SET EXERCISE ▸
Reproduce every one of the following records line for line, changing nothing.

PROVIDED ENTRIES ▸
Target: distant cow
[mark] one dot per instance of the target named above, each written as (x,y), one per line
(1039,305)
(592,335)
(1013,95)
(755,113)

SOLUTION ▸
Target: distant cow
[mark] one dot per instance of the target named above, each written as (x,y), one per line
(1039,305)
(592,335)
(1013,95)
(755,113)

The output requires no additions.